WHAT TO PRODUCE: Quote the entries word for word. Omit the pictures.

RECORDS TO USE:
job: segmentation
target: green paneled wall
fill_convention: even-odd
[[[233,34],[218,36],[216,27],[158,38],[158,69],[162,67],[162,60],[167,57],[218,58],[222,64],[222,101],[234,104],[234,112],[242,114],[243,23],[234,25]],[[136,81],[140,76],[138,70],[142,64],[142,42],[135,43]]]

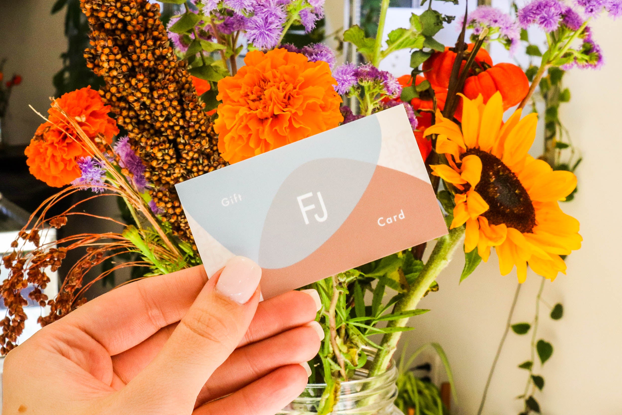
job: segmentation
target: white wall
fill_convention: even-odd
[[[67,50],[64,11],[52,16],[52,0],[0,0],[0,59],[8,58],[5,78],[21,75],[13,88],[2,125],[9,144],[30,142],[41,118],[28,108],[45,114],[54,94],[52,78],[62,67],[60,54]]]
[[[622,21],[605,17],[594,25],[595,37],[606,65],[598,71],[574,70],[567,76],[572,101],[561,116],[582,149],[579,192],[562,208],[581,222],[581,250],[567,259],[568,274],[547,281],[543,298],[561,302],[565,314],[555,322],[541,308],[539,338],[554,352],[541,371],[546,384],[537,393],[543,413],[550,415],[622,414],[622,226],[618,219],[622,194],[617,184],[622,154]],[[430,312],[413,319],[416,329],[405,339],[409,350],[439,342],[447,351],[457,383],[455,413],[474,415],[516,286],[516,273],[503,277],[493,254],[458,286],[461,256],[439,279],[440,291],[420,307]],[[530,272],[522,289],[513,322],[531,320],[540,277]],[[493,380],[484,414],[516,415],[515,397],[522,393],[527,372],[517,365],[529,358],[528,336],[511,333]],[[403,344],[403,343],[402,343]],[[540,372],[539,369],[536,373]]]

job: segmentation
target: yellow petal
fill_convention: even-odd
[[[469,154],[462,159],[462,173],[460,177],[475,187],[481,177],[481,160],[475,154]]]
[[[529,189],[529,197],[538,202],[565,200],[577,187],[577,176],[561,170],[541,175]]]
[[[498,159],[503,157],[503,145],[505,140],[508,138],[508,134],[511,131],[521,119],[521,114],[522,113],[522,109],[518,109],[514,112],[509,118],[508,119],[501,129],[499,131],[499,138],[493,146],[493,155]]]
[[[480,111],[478,103],[473,100],[462,96],[462,136],[466,148],[477,147],[477,137],[480,133]]]
[[[501,93],[497,91],[486,103],[481,116],[480,139],[478,141],[481,150],[490,152],[493,149],[493,145],[497,139],[503,122],[503,99]]]
[[[477,246],[480,239],[480,225],[476,219],[466,221],[466,230],[465,232],[465,252],[471,252]]]
[[[475,190],[469,190],[466,192],[466,207],[469,217],[471,219],[476,219],[490,207],[488,203],[482,198]]]
[[[469,215],[468,212],[466,212],[466,203],[456,205],[456,207],[453,208],[453,220],[449,228],[453,229],[458,226],[462,226],[465,222],[468,220],[468,218]]]
[[[536,127],[538,123],[537,114],[532,113],[516,124],[503,144],[503,157],[501,161],[510,169],[527,156],[536,138]]]
[[[445,182],[448,182],[453,184],[466,182],[466,180],[460,177],[460,173],[448,166],[437,164],[435,166],[430,166],[430,168],[432,169],[432,174],[439,176]]]

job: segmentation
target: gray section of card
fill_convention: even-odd
[[[357,160],[321,159],[290,174],[266,218],[259,246],[262,268],[293,265],[320,248],[356,206],[376,166]],[[309,209],[304,213],[298,201],[300,195],[307,196],[300,201]]]
[[[236,254],[266,266],[259,261],[264,223],[288,176],[305,163],[327,157],[376,165],[381,139],[377,117],[368,116],[182,182],[175,188],[184,210],[210,235]],[[234,200],[234,195],[239,195],[238,201],[223,205],[231,197]],[[297,205],[295,198],[294,202]],[[295,208],[295,213],[301,215]],[[313,216],[316,212],[309,213]]]

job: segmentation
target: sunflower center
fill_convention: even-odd
[[[516,175],[490,153],[471,149],[465,153],[468,154],[481,160],[481,178],[475,190],[490,207],[482,216],[492,225],[504,223],[522,233],[531,233],[536,226],[536,210]]]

ANSWER BELOW:
job: segmentation
target: green paneled wall
fill_convention: even-odd
[[[233,34],[218,36],[216,27],[158,38],[158,69],[162,67],[162,60],[167,57],[218,58],[222,64],[222,101],[234,104],[234,112],[242,114],[243,23],[234,25]],[[136,81],[140,76],[138,70],[142,64],[142,42],[135,43]]]

job: segmentation
target: white wall
fill_convention: even-odd
[[[67,50],[64,11],[52,16],[52,0],[0,0],[0,59],[8,58],[5,78],[21,75],[13,88],[2,125],[9,144],[30,142],[41,118],[28,108],[45,114],[54,94],[52,78],[62,67],[60,54]]]
[[[622,21],[605,17],[594,25],[595,37],[606,65],[598,71],[574,70],[567,76],[572,101],[561,116],[582,149],[579,192],[562,208],[581,222],[581,250],[567,259],[568,274],[547,281],[543,298],[561,302],[565,314],[555,322],[541,308],[539,338],[554,352],[541,371],[546,384],[537,393],[543,413],[550,415],[622,414],[622,226],[618,219],[622,194],[617,184],[622,154]],[[430,312],[413,319],[416,329],[405,339],[409,350],[439,342],[447,351],[457,383],[455,413],[474,415],[516,286],[516,273],[503,277],[493,254],[458,286],[461,256],[439,279],[440,291],[420,307]],[[530,272],[522,289],[513,322],[531,320],[540,277]],[[493,380],[484,414],[516,415],[515,397],[522,393],[527,372],[517,365],[529,358],[528,336],[511,333]],[[403,344],[403,343],[402,343]],[[540,372],[539,369],[536,373]]]

job: segmentation
target: yellow petal
fill_convention: even-odd
[[[469,154],[462,159],[462,173],[460,177],[475,187],[481,177],[481,160],[475,154]]]
[[[529,189],[529,197],[538,202],[565,200],[577,187],[577,176],[561,170],[541,175]]]
[[[498,159],[503,157],[503,145],[505,140],[508,138],[508,134],[511,131],[521,119],[521,114],[522,113],[522,109],[518,109],[514,112],[509,118],[508,119],[501,129],[499,131],[499,138],[493,146],[493,155]]]
[[[480,111],[478,103],[473,100],[462,96],[462,136],[466,148],[477,147],[477,137],[480,133]]]
[[[501,93],[497,91],[486,103],[481,116],[480,139],[478,141],[481,150],[490,152],[493,149],[493,145],[497,139],[503,122],[503,99]]]
[[[477,246],[480,239],[480,225],[476,219],[466,221],[466,230],[465,232],[465,252],[471,252]]]
[[[475,190],[469,190],[466,192],[466,207],[469,217],[471,219],[476,219],[490,207],[488,203],[482,198]]]
[[[469,215],[468,212],[466,212],[466,203],[456,205],[456,207],[453,208],[453,220],[449,228],[453,229],[458,226],[462,226],[465,222],[468,220],[468,218]]]
[[[536,127],[538,123],[537,114],[532,113],[516,124],[503,144],[503,157],[501,161],[510,169],[527,156],[536,138]]]
[[[445,182],[448,182],[453,184],[466,182],[466,180],[460,177],[460,173],[448,166],[437,164],[435,166],[430,166],[430,168],[432,169],[432,174],[439,176]]]

job: segmentation
target: gray section of card
fill_convention: even-odd
[[[357,160],[321,159],[290,174],[266,218],[259,246],[262,268],[293,265],[320,248],[356,206],[376,166]],[[309,209],[304,213],[298,201],[300,195],[307,196],[300,201]]]
[[[236,254],[266,266],[259,261],[264,223],[288,176],[305,163],[327,157],[376,165],[381,139],[377,117],[368,116],[182,182],[175,188],[184,210],[210,235]],[[234,200],[234,195],[239,195],[238,201],[223,205],[231,197]],[[297,205],[295,198],[294,202]],[[295,208],[295,213],[301,215]],[[313,216],[316,212],[309,213]]]

job: segmentation
target: sunflower center
fill_convention: even-odd
[[[516,175],[490,153],[471,149],[465,153],[468,154],[481,160],[481,178],[475,190],[490,207],[482,216],[492,225],[504,223],[522,233],[531,233],[536,226],[536,210]]]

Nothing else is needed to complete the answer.